_Excerto do texto_

****************************************

Eu não vos tinha dito que de noite ia pensar numa maneira de me livrar das talas? Ora se bem o disse, bem o fiz! Não sou homem para desistir assim facilmente…
De manhãzinha bem cedo, quando já entrava alguma luz pelo meu quarto a dentro, acordei e vi que a minha mãe estava a dormir. Perfeito! – pensei.
E lá comecei eu a observar aquelas coisas que me deixavam os braços sempre esticados… Com uma mão, tentei alcançar a outra e consegui. Puxei para baixo a ver se aquilo saía, mas nada… Puxei um atilho que lá estava e zás, primeiro nó desatado! Depois foi só puxar mais um pouco, sempre com a ajuda da mão contrária, e pronto, livrei-me das talas!
Com os braços livres, aproveitei para arrancar aquela ligadura infernal à volta da minha cabeça e do meu pescoço! (Missão cumprida!) Era, finalmente, um homem livre! Ah, que fresquinho…
Depois de ultrapassar mais este desafio que esta gente me colocou, chamei pela minha mãe para mostrar-lhe que tinha finalmente conseguido. (Sabem, para ela ter orgulho de mim, que conseguira resolver sozinho este problema que me atormentava… ).
Ela levantou-se para me ver e olhou para mim com uma cara – parecia que tinha visto um fantasma!!! Cruzes credo, eu todo contente pela minha nova conquista, e ela assim com ar de espantada.
- Eu sei, mãe, eu sou um filho muito esperto, podes admitir!
Sem perceber muito bem a reacção dela (que deve ter visto a minha cabeça rapada, e mais uns quantos pontos pela orelha acima), acendeu a luz num ápice e chamou a sra. enfermeira.
- Ai, o terrorista! - disse ela, quando chegou ao quarto.
Terrorista??? Primeiro chamam-me de talibã por causa do turbante à volta da cabeça, e agora que já não o tenho, ainda me chamam de “terrorista”?!
Enfim… vá lá perceber-se esta gente crescida…
A sra. enfermeira voltou a colocar-me um penso e uma ligadura à volta da cabeça… e tive que me contentar. Parece que não iam desistir… Mais tarde, o sr. Doutor veio ver-me e disse ao meu pai que ele tinha que me pôr, além das talas, umas meias nas mãos!

****************************************

_Dados de origem_
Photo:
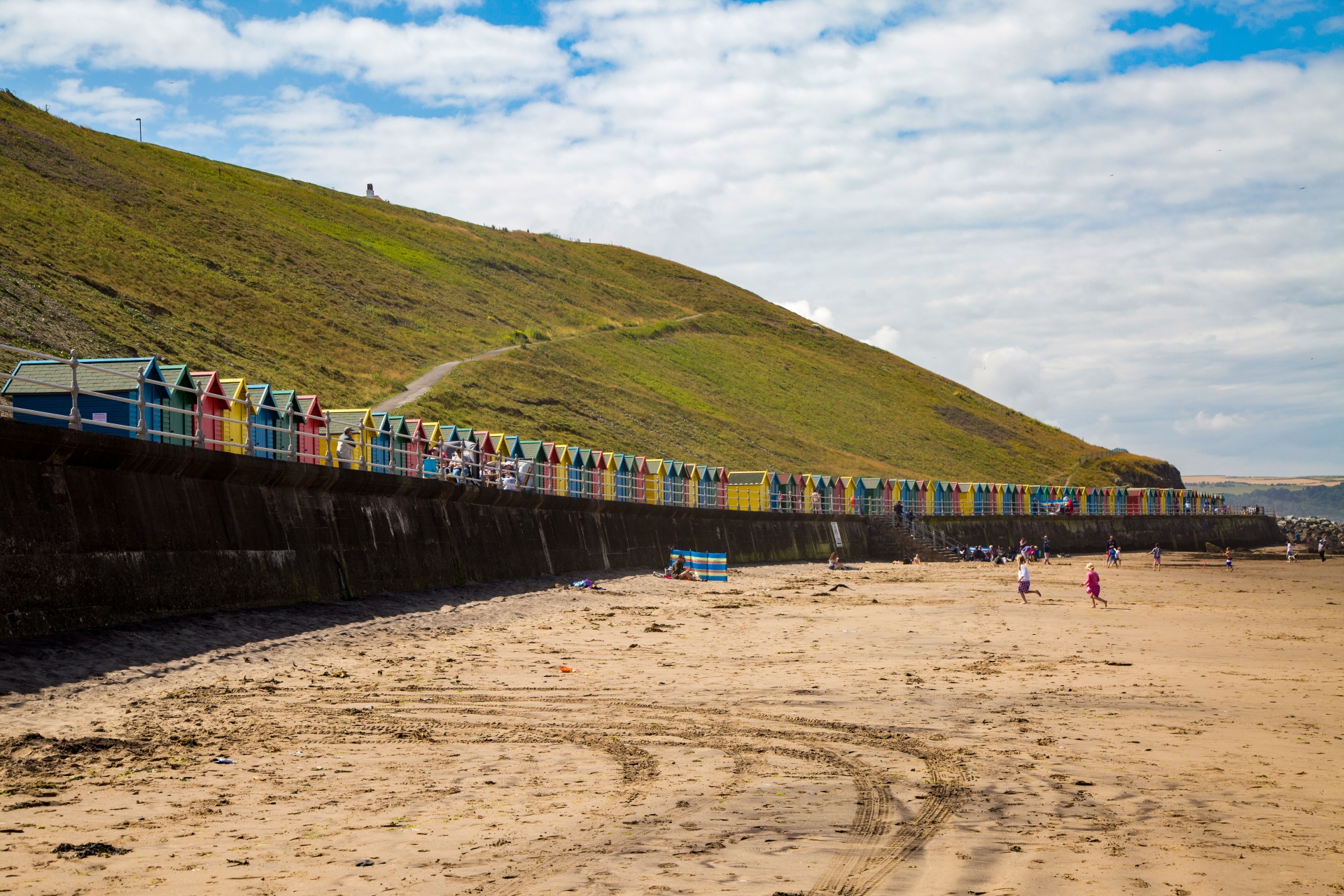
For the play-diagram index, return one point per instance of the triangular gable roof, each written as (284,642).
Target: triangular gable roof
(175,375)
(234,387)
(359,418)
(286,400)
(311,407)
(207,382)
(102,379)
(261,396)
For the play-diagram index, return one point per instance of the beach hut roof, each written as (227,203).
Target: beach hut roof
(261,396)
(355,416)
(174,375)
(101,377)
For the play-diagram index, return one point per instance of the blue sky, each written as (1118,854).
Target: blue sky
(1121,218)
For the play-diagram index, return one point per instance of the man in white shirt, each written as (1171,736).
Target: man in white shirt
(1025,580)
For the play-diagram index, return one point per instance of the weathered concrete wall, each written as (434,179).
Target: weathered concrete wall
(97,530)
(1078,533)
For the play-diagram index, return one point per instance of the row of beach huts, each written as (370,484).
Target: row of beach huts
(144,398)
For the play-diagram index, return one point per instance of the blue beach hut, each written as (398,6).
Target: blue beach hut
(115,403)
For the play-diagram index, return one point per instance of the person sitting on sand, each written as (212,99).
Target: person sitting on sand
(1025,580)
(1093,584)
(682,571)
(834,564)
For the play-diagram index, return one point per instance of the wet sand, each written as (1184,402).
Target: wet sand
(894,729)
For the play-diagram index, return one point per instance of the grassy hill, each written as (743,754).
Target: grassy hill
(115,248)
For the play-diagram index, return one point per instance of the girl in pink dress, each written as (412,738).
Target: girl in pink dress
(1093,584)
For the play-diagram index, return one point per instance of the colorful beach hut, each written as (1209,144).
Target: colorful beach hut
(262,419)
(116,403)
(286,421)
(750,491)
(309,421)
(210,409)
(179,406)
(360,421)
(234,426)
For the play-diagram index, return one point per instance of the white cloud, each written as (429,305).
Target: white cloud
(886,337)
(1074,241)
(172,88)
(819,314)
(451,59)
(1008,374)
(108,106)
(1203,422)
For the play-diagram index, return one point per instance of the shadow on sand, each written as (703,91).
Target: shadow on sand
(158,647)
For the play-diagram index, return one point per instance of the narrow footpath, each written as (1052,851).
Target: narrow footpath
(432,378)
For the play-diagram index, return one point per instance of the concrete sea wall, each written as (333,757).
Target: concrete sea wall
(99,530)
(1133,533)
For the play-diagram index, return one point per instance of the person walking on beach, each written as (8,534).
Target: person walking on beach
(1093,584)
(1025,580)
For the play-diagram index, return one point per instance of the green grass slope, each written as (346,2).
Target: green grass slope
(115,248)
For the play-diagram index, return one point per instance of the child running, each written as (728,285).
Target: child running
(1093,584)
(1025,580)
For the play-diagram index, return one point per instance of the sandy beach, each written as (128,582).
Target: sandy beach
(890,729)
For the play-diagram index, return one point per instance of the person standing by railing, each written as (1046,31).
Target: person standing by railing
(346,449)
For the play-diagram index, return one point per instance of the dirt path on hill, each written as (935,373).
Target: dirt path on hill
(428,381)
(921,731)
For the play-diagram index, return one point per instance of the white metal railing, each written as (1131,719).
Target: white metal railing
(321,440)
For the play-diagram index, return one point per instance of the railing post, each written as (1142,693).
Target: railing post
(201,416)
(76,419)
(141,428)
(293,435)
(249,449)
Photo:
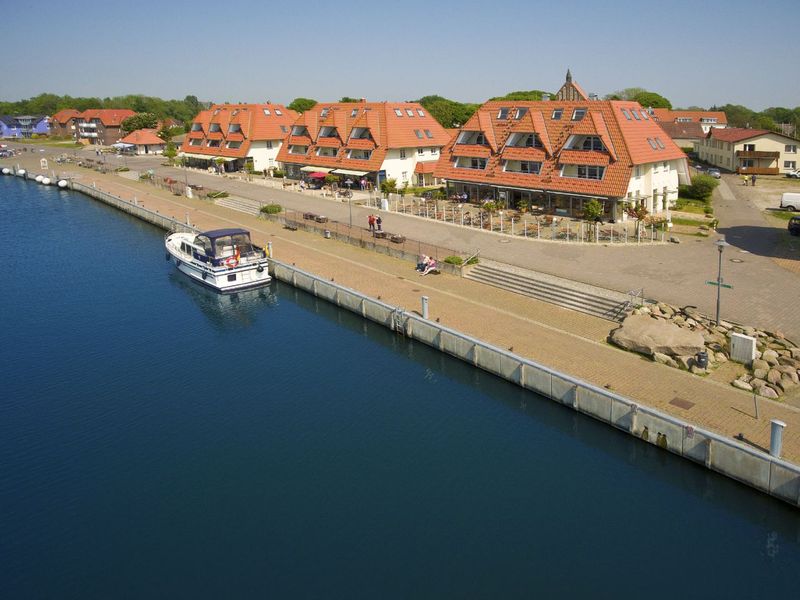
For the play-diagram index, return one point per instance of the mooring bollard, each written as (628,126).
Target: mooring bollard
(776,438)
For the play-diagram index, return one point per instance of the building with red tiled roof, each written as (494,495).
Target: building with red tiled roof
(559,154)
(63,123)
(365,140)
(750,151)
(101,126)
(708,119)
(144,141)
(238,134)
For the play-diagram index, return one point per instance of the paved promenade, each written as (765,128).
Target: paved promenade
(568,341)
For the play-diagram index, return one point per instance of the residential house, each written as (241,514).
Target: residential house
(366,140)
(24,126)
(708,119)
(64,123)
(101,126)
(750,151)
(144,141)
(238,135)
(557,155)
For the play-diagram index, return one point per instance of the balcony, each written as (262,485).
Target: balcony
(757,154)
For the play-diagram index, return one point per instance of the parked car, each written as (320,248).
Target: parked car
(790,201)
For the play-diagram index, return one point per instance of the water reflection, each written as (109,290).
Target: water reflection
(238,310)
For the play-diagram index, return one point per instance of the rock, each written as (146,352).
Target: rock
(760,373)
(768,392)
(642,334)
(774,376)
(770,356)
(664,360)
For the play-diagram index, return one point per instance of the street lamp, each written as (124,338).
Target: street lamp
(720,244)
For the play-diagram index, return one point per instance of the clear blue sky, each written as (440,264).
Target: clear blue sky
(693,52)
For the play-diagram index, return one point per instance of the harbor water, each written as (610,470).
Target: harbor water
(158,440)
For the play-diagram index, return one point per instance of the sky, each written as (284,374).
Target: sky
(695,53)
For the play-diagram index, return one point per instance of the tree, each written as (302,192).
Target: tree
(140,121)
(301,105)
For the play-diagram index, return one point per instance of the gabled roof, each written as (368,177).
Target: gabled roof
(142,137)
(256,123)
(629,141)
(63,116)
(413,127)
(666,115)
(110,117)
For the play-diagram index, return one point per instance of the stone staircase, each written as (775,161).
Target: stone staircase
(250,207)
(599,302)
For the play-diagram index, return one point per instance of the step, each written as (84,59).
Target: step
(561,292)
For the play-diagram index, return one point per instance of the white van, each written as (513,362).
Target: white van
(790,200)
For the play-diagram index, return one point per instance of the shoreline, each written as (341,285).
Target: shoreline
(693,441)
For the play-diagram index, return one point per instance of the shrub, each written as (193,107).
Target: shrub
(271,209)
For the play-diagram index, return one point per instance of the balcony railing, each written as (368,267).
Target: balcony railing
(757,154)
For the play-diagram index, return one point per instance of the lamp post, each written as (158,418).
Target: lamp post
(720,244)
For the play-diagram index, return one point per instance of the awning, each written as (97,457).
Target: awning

****************************************

_Exercícios para resolver_
[1] Responde a estas perguntas sobre o excerto das talas:
(a) Quem estava a dormir quando o narrador acordou de manhãzinha?
(b) O que disse a enfermeira quando chegou ao quarto?
(c) Segundo o doutor, o que tinha o pai de pôr nas mãos do narrador além das talas?
[2] Copia do excerto das talas, sem mudar nada, o trecho que vai de "Com os braços" até "esperto, podes admitir!".
Os registos não entram neste trabalho.

_Soluções dos exercícios_
[1]
(a) A mãe do narrador.
(b) "Ai, o terrorista!"
(c) Umas meias.

[2]
Com os braços livres, aproveitei para arrancar aquela ligadura infernal à volta da minha cabeça e do meu pescoço! (Missão cumprida!) Era, finalmente, um homem livre! Ah, que fresquinho…
Depois de ultrapassar mais este desafio que esta gente me colocou, chamei pela minha mãe para mostrar-lhe que tinha finalmente conseguido. (Sabem, para ela ter orgulho de mim, que conseguira resolver sozinho este problema que me atormentava… ).
Ela levantou-se para me ver e olhou para mim com uma cara – parecia que tinha visto um fantasma!!! Cruzes credo, eu todo contente pela minha nova conquista, e ela assim com ar de espantada.
- Eu sei, mãe, eu sou um filho muito esperto, podes admitir!